- _POKAZANY TEKST_:

- - - - -

„- Byłoby świetnie, gdyby się okazało, że żadne z nich go nie zamordowało. Gdyby spokojnie popełnił samobójstwo! – Zachwycające rozwiązanie – pochwalił Poirot. – Czyste. Ironiczne. Ale niestety, pan Shaitana nie należał do takich ludzi. Bardzo lubił życie. – Sądzę, że nie był zbyt miłym człowiekiem – oświadczyła pani Oliver. – Rzeczywiście nie był przyjemny – zgodził się Poirot. – Ale był żywy, natomiast teraz jest martwy, a ja, jak mu kiedyś powiedziałem, mam mieszczański stosunek do morderstwa. Nie aprobuję go. – Zamilkł na chwilę, po czym cicho dodał: – I dlatego jestem gotów wejść do klatki tygrysa…”
WCIĄŻ DOBRZE, A NAWET LEPIEJ
Mój miesiąc miodowy z Agathą Christie trwa w najlepsze. Dotychczas nie trafiłem na zły kryminał jej autorstwa, choć słyszałem o istnieniu takowych. Być może pomaga mi ich uniknąć to, że trzymam się Jubileuszowej Kolekcji, która nie tylko zachwyca okładkami w stylu retro, ale składa się też z wyselekcjonowanych tytułów. W przypadku Agathy Christie jest z czego wybierać, i myślę, że możemy spodziewać się jeszcze wielu doskonałych książek wydanych w ramach tej serii. Przeczytałem „Karty na stół”, najnowszą propozycję, i … chcę więcej.
Coraz bardziej przywiązuję się do Herkulesa Poirota. Jest jedyny w swoim rodzaju. Z każdą kolejną książką coraz lepiej go rozumiem i bardziej cenię swoisty ekscentryzm. Autorka napisała „Karty na stół” szesnaście lat po pierwszej książce z belgijskim detektywem (pierwsza powieść – „Tajemnicza historia w Styles” ukazała się w 1920 roku). Od tamtego czasu ukazało się już trzynaście książek, w których Poirot odkrywa kto stoi za kolejnymi morderstwami. Domyślacie się, że i tym razem okaże się nieomylny, ale czy na pewno nie da się wyprowadzić w pole?
„Gdy ponownie usiadł na fotelu, położył ręce na kolanach i utkwił wzrok w swojej rozmówczyni. – Pytanie brzmi – zaczął – czy Herkules Poirot może się mylić. – Nikt nie ma zawsze racji – odrzekła pani Lorrimer zimno. – Ja – stwierdził Poirot – zawsze mam rację. Ale teraz wygląda na to, że się mylę. To mnie niepokoi. Przypuszczalnie pani wie, co mówi. W końcu to pani popełniła morderstwo. Fantastyczne jest to, że Herkules Poirot powinien wiedzieć lepiej od pani, jak go pani dokonała.”
(NIE)KLASYCZNY KRYMINAŁ, KTÓRY (NIE) ZASKAKUJE
Czy Herkules Poirot może się mylić? Jedno jest pewne – stosuje całkowicie niecodzienne metody dedukcji. Ale trzeba je dostosować do okoliczności morderstwa, które są wyjątkowe.

- - - - -

- _PODANE DANE_:
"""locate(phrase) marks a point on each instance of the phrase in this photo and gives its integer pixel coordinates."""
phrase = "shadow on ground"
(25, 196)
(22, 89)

- - - - -

- _ZADANIE DO WYKONANIA_: Wypisz dokładnie z recenzji kryminału fragment między „WCIĄŻ DOBRZE, A” a „i … chcę więcej.”, włącznie z tymi słowami.

- _ODPOWIEDŹ NA ZADANIE_:
WCIĄŻ DOBRZE, A NAWET LEPIEJ
Mój miesiąc miodowy z Agathą Christie trwa w najlepsze. Dotychczas nie trafiłem na zły kryminał jej autorstwa, choć słyszałem o istnieniu takowych. Być może pomaga mi ich uniknąć to, że trzymam się Jubileuszowej Kolekcji, która nie tylko zachwyca okładkami w stylu retro, ale składa się też z wyselekcjonowanych tytułów. W przypadku Agathy Christie jest z czego wybierać, i myślę, że możemy spodziewać się jeszcze wielu doskonałych książek wydanych w ramach tej serii. Przeczytałem „Karty na stół”, najnowszą propozycję, i … chcę więcej.